PROBLEM REQUIREMENTS:
Starting with the line that holds "structure and record the pixel coordinates.", copy out each remaining line of the listing below, up to and including the last one, and include nothing else.

[START RECORDS SUPPLIED]

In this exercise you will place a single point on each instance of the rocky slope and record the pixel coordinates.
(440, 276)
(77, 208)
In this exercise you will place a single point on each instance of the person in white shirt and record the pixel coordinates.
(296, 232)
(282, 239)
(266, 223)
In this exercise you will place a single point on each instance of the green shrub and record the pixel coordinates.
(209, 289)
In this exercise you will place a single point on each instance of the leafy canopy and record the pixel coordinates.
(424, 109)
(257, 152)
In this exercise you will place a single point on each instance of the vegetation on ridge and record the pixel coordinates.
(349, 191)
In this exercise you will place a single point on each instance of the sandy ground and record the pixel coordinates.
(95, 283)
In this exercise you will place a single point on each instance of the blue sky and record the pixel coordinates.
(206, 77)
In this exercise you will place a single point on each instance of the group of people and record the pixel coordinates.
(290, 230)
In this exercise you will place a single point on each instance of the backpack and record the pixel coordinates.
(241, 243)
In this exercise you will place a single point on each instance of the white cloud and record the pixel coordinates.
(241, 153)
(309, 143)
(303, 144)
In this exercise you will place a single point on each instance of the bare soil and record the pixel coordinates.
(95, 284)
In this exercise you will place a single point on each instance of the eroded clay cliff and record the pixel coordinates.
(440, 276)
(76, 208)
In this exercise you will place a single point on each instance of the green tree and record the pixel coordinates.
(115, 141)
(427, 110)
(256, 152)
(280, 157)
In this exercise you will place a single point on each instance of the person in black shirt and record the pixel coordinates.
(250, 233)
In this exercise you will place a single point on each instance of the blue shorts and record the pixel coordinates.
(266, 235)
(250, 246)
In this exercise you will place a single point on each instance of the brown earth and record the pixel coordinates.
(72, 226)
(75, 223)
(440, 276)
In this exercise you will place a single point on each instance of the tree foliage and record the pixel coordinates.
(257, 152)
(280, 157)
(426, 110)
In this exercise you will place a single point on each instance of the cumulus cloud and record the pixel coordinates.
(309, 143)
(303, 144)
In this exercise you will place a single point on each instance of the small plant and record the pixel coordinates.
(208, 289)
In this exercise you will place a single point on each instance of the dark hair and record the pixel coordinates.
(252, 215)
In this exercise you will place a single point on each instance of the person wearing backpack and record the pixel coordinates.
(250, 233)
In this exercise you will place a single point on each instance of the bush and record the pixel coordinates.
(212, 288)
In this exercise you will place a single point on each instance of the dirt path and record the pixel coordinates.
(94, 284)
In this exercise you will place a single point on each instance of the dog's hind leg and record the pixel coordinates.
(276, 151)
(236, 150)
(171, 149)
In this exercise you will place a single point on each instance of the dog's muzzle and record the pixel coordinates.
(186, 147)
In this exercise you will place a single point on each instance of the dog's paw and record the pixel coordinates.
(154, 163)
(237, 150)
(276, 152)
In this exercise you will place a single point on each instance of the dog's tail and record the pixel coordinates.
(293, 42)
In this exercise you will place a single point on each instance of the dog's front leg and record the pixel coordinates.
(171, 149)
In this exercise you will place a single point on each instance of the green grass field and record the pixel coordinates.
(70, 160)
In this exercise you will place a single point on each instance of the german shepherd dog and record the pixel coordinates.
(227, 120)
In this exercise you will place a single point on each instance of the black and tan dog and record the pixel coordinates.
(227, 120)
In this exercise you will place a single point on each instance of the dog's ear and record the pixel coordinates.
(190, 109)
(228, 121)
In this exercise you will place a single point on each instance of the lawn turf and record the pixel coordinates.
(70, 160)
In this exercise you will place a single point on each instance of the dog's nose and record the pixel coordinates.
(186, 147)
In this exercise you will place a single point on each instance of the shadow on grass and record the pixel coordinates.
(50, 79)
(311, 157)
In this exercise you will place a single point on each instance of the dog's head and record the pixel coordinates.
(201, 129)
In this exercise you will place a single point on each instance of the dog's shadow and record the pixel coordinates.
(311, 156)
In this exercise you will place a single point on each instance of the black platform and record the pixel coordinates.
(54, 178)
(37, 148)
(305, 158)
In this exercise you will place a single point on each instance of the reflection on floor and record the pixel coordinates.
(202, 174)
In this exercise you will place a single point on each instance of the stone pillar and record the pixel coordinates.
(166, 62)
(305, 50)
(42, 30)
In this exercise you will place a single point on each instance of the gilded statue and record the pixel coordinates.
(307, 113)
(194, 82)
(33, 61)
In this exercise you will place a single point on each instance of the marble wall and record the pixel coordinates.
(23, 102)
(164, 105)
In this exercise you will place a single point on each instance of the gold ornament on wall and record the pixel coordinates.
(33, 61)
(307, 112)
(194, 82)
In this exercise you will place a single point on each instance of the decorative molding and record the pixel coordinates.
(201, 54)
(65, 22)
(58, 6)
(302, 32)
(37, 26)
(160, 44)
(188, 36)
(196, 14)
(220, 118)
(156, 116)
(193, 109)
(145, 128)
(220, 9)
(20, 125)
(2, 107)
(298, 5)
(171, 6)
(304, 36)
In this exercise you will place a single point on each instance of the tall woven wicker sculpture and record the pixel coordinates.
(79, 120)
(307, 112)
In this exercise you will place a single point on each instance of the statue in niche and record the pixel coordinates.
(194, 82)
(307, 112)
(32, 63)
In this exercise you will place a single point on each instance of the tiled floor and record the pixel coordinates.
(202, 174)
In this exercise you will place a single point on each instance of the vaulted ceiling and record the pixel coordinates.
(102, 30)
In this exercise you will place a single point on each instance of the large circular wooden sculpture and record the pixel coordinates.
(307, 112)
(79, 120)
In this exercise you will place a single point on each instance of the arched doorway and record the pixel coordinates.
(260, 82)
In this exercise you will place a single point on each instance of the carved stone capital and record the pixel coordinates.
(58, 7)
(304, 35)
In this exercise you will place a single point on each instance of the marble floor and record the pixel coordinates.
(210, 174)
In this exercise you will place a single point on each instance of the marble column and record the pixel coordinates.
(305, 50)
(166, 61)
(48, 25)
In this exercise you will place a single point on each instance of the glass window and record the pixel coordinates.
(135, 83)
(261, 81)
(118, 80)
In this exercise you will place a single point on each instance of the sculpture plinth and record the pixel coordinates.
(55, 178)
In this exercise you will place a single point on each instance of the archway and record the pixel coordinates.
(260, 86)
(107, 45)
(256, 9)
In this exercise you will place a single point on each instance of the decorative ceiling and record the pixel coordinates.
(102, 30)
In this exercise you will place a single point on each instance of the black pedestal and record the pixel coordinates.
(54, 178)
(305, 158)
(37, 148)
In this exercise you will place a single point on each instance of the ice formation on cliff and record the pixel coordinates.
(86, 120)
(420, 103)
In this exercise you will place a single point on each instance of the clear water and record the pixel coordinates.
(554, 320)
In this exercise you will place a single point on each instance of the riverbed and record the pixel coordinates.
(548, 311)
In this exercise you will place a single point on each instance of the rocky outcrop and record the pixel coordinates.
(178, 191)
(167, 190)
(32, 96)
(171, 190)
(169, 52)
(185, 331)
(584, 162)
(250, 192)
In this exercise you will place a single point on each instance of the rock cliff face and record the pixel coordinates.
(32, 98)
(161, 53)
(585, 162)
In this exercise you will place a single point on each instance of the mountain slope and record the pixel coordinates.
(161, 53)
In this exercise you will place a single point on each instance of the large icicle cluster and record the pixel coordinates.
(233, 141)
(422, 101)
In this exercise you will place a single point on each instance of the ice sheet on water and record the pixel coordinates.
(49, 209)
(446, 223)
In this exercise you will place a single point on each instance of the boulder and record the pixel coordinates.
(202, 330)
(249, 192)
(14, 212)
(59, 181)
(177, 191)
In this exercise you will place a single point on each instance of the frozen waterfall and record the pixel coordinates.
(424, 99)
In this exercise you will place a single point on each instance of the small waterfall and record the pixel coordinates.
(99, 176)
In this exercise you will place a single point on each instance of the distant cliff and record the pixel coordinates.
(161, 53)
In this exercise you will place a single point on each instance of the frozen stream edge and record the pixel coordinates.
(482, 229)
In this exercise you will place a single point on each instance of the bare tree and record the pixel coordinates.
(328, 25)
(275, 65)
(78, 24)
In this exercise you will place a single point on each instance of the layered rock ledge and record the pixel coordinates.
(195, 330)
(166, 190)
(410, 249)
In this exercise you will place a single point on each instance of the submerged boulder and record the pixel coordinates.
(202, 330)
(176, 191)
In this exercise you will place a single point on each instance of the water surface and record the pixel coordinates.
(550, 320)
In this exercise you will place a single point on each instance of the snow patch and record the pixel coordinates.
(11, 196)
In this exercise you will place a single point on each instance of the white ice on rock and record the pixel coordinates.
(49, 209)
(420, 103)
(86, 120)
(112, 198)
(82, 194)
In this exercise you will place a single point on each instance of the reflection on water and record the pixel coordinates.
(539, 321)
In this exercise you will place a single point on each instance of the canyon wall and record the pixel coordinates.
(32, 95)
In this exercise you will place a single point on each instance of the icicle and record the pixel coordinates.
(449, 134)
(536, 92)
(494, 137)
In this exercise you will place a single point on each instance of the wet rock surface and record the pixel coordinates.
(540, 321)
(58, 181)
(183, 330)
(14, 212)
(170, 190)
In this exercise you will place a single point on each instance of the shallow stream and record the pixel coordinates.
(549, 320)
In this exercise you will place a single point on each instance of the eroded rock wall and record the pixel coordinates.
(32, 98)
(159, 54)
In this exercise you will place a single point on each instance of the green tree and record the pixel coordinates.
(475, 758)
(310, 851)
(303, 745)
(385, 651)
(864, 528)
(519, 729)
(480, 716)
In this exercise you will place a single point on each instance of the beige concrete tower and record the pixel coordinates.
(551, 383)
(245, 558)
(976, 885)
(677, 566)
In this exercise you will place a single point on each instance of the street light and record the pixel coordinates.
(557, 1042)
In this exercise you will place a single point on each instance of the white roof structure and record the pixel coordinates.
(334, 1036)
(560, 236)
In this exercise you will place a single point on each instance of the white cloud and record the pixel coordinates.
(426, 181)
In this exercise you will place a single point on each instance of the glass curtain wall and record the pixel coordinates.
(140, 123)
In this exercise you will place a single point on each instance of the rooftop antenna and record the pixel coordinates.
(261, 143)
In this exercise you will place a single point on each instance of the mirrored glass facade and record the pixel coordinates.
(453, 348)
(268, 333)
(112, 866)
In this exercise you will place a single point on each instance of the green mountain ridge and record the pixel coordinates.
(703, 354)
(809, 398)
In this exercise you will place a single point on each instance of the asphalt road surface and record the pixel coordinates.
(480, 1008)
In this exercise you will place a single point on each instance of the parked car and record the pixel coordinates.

[END RECORDS SUPPLIED]

REPLY TO THE TASK:
In this exercise you will place a single point on each instance of the white roof structure and record the pixel coordinates.
(334, 1036)
(560, 236)
In this exercise you will place a single point on each instance of the white cloud and record the pixel coordinates.
(426, 181)
In this exercise you will place a single point on each instance of the glass curtain wall and record the pixel coordinates.
(140, 123)
In this exercise you will place a single point on each instance of the rooftop antenna and record the pixel coordinates.
(261, 143)
In this exercise you will place a single point on each instance of the mirrored glass facade and record the pixel coordinates.
(453, 348)
(268, 333)
(112, 866)
In this exercise you will place a single point on each instance of the green mountain ridge and record the pixel coordinates.
(703, 354)
(809, 398)
In this exercise you will place a single point on each instance of the asphalt road surface and record the pixel coordinates.
(480, 1008)
In this exercise you will place a single point on each instance of the parked car and record the pixel coordinates.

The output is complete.